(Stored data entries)
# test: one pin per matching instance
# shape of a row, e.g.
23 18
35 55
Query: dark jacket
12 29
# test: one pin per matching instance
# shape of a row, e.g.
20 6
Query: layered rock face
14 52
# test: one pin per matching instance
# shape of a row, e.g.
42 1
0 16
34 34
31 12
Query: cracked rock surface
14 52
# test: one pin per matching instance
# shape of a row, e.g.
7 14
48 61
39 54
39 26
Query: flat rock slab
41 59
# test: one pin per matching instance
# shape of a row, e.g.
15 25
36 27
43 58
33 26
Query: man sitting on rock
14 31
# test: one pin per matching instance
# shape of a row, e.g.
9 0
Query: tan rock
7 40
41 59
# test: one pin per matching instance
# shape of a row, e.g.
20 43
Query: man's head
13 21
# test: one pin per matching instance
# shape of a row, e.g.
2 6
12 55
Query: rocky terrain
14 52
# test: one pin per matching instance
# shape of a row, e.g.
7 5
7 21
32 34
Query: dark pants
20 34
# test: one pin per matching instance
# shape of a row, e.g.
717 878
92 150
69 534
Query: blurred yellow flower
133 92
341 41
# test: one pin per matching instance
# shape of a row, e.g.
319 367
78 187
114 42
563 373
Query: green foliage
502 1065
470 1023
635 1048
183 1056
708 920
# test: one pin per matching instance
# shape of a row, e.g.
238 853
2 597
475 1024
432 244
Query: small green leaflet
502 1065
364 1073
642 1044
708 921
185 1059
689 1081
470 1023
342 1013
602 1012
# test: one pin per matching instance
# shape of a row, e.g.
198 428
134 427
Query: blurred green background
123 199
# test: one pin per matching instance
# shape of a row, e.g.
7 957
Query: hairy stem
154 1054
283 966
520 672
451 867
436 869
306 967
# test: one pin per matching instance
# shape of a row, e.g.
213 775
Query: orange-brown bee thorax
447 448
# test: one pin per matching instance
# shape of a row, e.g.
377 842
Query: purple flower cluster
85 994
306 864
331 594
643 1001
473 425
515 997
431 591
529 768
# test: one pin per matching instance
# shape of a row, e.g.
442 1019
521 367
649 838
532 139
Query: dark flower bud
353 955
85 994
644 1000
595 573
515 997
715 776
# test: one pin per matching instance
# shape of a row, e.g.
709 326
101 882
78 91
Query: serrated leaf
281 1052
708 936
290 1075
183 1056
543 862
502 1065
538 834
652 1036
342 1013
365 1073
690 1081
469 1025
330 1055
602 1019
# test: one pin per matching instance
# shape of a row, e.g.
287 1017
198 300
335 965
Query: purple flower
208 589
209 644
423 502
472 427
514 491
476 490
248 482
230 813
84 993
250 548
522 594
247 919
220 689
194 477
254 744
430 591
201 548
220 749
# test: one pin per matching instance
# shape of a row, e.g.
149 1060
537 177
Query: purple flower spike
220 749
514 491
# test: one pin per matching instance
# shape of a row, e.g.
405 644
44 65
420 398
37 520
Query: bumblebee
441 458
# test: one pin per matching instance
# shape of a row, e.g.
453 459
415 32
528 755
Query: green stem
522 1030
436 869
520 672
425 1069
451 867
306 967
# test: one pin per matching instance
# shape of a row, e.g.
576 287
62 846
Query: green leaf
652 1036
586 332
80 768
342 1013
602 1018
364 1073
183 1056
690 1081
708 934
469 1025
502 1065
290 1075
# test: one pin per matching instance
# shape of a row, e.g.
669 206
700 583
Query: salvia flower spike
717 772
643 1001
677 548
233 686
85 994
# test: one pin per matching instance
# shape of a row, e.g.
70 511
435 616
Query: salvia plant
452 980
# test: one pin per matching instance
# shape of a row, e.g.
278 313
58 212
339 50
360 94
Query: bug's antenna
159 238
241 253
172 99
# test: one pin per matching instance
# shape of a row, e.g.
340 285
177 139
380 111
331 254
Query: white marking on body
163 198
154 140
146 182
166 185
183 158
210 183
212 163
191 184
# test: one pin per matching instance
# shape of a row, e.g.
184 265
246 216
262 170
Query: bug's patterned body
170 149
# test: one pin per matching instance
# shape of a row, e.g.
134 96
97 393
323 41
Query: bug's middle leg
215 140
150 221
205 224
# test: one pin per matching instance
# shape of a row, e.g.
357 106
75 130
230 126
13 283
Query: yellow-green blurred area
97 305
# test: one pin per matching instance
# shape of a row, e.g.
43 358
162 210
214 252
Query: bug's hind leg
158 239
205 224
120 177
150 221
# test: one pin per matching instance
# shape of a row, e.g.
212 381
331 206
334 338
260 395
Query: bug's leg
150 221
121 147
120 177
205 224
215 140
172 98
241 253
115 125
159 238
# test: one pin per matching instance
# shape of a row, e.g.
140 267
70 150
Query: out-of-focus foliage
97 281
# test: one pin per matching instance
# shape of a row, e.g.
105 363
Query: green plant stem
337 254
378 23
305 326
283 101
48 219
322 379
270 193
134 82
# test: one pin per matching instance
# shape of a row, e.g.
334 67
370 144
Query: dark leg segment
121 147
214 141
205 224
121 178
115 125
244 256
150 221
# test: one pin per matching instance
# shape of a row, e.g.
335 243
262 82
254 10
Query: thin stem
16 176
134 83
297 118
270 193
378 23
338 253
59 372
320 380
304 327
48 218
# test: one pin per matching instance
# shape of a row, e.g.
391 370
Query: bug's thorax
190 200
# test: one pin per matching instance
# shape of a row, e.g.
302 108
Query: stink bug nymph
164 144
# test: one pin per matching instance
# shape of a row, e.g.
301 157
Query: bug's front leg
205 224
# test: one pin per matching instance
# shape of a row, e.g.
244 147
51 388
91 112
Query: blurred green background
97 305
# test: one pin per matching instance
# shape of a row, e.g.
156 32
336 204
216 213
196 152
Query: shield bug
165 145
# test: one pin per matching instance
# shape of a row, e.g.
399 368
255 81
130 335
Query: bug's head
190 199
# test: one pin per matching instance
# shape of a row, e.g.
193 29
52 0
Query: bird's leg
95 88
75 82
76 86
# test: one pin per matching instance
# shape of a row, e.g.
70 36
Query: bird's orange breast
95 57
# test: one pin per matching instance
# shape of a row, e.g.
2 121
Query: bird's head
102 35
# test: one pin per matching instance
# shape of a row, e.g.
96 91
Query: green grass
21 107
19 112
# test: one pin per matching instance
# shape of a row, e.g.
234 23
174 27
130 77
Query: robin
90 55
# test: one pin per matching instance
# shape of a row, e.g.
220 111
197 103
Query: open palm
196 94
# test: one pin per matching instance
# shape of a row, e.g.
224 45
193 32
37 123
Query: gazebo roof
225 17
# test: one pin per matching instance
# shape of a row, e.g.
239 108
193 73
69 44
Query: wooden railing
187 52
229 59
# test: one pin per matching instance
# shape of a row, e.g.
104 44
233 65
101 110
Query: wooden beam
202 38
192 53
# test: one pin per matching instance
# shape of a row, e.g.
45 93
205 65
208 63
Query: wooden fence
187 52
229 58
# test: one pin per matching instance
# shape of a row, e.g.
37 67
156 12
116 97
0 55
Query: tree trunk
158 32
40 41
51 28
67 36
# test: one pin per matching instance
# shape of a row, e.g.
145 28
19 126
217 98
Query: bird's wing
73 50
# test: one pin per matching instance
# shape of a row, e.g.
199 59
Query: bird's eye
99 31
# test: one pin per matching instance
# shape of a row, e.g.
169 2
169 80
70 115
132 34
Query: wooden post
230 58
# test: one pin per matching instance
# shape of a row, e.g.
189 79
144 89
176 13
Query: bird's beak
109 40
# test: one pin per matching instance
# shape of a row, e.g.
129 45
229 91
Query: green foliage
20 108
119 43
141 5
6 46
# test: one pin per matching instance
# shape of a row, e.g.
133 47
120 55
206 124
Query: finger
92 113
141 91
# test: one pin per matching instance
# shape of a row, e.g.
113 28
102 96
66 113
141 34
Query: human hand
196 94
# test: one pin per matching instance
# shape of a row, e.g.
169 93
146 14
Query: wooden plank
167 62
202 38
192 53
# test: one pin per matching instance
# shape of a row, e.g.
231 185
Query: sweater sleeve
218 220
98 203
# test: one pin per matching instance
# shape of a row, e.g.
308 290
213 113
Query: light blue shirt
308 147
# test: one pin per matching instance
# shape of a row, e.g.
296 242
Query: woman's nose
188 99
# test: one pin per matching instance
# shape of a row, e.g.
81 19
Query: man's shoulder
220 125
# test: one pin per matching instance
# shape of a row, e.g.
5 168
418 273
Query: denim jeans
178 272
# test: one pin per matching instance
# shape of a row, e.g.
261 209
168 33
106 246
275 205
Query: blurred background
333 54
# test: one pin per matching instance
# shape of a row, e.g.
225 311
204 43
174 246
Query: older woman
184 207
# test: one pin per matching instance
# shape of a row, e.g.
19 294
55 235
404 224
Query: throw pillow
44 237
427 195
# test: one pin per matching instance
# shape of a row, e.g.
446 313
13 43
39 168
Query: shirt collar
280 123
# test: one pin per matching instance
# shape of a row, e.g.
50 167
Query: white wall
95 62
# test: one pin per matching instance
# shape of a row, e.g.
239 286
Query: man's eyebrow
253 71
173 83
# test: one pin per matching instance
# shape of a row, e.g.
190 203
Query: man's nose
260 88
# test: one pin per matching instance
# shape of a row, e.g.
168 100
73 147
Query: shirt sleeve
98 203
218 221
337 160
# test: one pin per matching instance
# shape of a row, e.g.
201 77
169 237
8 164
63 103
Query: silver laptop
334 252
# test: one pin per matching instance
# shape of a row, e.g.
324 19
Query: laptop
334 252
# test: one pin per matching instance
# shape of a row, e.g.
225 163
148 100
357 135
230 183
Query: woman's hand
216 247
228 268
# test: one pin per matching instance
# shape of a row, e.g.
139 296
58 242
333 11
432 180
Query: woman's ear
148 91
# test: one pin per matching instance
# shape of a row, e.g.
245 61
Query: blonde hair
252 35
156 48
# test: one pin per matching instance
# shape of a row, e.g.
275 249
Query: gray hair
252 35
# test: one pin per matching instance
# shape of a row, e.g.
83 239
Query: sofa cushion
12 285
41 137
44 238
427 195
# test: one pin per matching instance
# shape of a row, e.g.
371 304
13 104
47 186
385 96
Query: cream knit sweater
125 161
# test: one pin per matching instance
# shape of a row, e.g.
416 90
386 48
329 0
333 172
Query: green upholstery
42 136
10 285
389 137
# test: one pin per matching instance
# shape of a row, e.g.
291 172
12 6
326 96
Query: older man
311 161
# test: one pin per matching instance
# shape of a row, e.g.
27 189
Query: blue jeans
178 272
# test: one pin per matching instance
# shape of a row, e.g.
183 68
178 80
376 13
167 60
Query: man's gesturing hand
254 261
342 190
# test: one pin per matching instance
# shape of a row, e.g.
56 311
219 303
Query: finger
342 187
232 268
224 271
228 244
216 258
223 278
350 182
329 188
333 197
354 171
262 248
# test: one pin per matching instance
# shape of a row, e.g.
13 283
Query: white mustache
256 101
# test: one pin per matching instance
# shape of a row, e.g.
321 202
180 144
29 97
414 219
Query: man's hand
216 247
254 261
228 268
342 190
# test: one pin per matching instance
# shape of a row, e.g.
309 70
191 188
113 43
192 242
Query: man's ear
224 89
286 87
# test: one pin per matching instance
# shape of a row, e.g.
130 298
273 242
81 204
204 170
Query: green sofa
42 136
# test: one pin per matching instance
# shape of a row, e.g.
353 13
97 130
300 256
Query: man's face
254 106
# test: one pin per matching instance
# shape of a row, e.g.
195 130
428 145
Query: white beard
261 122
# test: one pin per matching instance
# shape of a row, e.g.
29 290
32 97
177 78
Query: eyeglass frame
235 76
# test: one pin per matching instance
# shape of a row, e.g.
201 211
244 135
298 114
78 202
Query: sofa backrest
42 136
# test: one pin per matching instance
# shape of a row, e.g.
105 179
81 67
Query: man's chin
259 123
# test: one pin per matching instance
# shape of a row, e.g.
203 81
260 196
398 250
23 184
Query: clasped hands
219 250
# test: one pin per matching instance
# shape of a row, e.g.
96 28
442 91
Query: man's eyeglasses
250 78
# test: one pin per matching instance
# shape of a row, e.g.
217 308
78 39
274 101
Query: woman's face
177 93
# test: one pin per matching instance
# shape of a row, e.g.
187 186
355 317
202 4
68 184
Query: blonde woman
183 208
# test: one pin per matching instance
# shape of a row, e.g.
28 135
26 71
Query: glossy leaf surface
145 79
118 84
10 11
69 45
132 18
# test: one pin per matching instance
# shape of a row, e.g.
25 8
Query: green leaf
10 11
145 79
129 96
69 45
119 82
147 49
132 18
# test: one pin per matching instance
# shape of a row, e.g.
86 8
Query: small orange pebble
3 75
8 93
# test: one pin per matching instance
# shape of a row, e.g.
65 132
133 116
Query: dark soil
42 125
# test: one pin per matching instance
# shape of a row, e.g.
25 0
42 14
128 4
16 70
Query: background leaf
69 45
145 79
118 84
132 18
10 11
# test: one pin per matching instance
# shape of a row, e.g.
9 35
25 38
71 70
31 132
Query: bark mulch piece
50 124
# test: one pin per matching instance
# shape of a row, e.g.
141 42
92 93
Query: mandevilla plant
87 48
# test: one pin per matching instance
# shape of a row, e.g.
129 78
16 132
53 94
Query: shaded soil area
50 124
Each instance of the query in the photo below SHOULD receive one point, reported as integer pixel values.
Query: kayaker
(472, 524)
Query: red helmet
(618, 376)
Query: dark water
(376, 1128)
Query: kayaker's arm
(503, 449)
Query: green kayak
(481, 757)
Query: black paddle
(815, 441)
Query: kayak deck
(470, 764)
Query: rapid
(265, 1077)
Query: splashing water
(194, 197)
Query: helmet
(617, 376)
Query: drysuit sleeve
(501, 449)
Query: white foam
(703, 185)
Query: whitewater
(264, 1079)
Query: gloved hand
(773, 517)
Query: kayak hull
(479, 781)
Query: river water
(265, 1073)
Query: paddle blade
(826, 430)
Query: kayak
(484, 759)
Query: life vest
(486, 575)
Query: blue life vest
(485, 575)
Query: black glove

» **Task to carry out**: Only the lines from the one containing "Query: shaded soil area" through the last line of the records are to be set down, exactly as they appear.

» **Your solution**:
Query: shaded soil area
50 124
Each instance of the query in the photo below SHOULD receive one point, reported as integer pixel values.
Query: kayaker
(472, 524)
Query: red helmet
(618, 376)
Query: dark water
(376, 1128)
Query: kayaker's arm
(503, 449)
Query: green kayak
(481, 757)
Query: black paddle
(815, 441)
Query: kayak deck
(470, 764)
Query: rapid
(265, 1077)
Query: splashing water
(194, 197)
Query: helmet
(617, 376)
Query: drysuit sleeve
(501, 449)
Query: white foam
(703, 185)
Query: whitewater
(264, 1079)
Query: gloved hand
(773, 517)
Query: kayak hull
(479, 781)
Query: river water
(265, 1073)
Query: paddle blade
(826, 430)
Query: kayak
(484, 759)
Query: life vest
(486, 575)
Query: blue life vest
(485, 575)
Query: black glove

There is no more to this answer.